Dataset excerpt
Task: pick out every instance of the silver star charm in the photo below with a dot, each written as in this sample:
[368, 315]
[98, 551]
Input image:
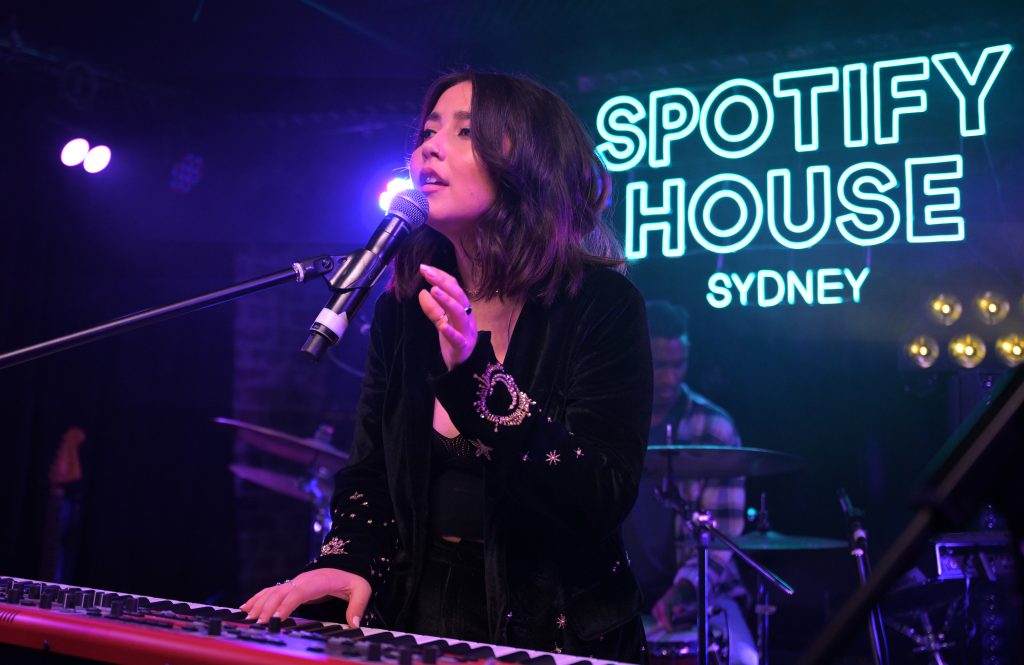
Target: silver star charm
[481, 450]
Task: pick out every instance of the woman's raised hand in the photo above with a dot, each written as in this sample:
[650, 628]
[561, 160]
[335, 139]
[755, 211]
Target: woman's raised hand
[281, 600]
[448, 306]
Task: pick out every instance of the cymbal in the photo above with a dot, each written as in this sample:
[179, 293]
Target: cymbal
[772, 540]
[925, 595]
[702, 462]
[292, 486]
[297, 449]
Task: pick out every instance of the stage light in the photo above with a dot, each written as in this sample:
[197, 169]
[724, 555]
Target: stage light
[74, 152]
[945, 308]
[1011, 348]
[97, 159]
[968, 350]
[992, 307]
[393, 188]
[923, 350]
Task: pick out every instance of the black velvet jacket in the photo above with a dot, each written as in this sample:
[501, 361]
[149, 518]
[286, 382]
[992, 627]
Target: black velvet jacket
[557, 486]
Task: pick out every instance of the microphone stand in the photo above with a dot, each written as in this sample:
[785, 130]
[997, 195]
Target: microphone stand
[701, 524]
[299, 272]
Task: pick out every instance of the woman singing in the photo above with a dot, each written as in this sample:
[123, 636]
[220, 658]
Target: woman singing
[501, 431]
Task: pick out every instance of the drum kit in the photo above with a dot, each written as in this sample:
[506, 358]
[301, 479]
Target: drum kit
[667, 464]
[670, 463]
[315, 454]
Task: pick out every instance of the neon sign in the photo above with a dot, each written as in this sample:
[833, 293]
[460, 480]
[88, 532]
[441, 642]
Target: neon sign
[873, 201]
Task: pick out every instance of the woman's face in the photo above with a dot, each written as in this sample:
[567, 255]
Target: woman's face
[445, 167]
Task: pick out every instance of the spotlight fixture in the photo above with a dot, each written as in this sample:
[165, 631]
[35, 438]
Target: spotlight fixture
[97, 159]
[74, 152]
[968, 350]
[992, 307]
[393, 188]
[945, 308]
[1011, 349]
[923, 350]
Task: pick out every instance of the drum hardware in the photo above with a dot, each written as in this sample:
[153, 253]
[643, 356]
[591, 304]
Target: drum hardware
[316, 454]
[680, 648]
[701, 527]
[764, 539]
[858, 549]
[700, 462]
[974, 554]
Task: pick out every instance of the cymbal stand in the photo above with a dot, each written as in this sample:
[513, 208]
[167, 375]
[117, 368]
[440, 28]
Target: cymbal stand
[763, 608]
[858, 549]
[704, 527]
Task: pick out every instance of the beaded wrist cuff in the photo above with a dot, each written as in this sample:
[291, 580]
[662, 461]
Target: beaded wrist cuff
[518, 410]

*What you have to do*
In your copy of the listing above, reproduce each line exactly and omit all pictures.

*Response to this exercise*
Task: pick out every instance of the silver star charm in the photo below with a dot, each written as in this sample:
[368, 315]
[98, 551]
Input image:
Target: silver star charm
[481, 450]
Task: pick out every instance of the woman's raised hand in the photo above with a dot, each written as in this sample:
[650, 628]
[561, 160]
[335, 139]
[755, 211]
Target: woman's raised hand
[281, 600]
[448, 306]
Task: pick out every instance of the cymbal in the photo above with a dot, each written as in this sample:
[179, 293]
Target: cymbal
[772, 540]
[925, 595]
[702, 462]
[292, 486]
[297, 449]
Task: pick out every instance of the stage light in the photo above with a dot, each written as in this sample:
[197, 169]
[724, 555]
Target: stage light
[74, 152]
[945, 308]
[1011, 348]
[97, 159]
[968, 350]
[992, 307]
[393, 188]
[923, 350]
Task: pick out every instance of the black velvet jacket in the photo above with a dot, each written as in this sample:
[501, 361]
[149, 518]
[286, 382]
[992, 627]
Target: black velvet jacket
[557, 486]
Task: pick out every instance of the microphone stand in the photo above with a dot, each written as in this sample:
[785, 130]
[997, 195]
Target: microphone stand
[701, 524]
[299, 272]
Task: pick out every instance of the woman singing in the photo above with a dot, each written as in this sample:
[123, 636]
[220, 658]
Target: woman singing
[501, 431]
Task: pick out every instance of the drum kit in the photo above with a dot, each written as in this sample:
[506, 358]
[301, 479]
Target: drum kit
[667, 464]
[670, 463]
[315, 454]
Task: pick out every instance of the neon sign in the photo above with a dot, each written as in this sample:
[833, 293]
[460, 480]
[88, 532]
[441, 642]
Target: neon sign
[873, 201]
Task: pick out every instance of the woman's face in the photo above with a dot, each written as in this sample:
[567, 255]
Target: woman's face
[445, 167]
Task: pick out every instance of the spotlight fixture in the photo above with a dot, each written as in this sample:
[165, 631]
[35, 438]
Target: spotlight fixture
[97, 159]
[74, 152]
[968, 350]
[992, 307]
[393, 188]
[945, 308]
[1011, 349]
[923, 350]
Task: pick out every instance of the drum hardware in the photo above with a dot, each written as in this sample:
[153, 253]
[643, 356]
[591, 304]
Target: drum hardware
[316, 454]
[680, 648]
[701, 527]
[764, 539]
[858, 549]
[700, 462]
[974, 554]
Task: pick out every instance of the cymbal stand in the photo above with a dot, each written as in this sample:
[513, 208]
[167, 375]
[117, 368]
[440, 28]
Target: cymbal stand
[763, 608]
[858, 549]
[704, 527]
Task: pick out every instance of the beaded wrist cuff in the photo above with a dot, each written as in this sample:
[291, 580]
[662, 461]
Target: beaded wrist cuff
[518, 410]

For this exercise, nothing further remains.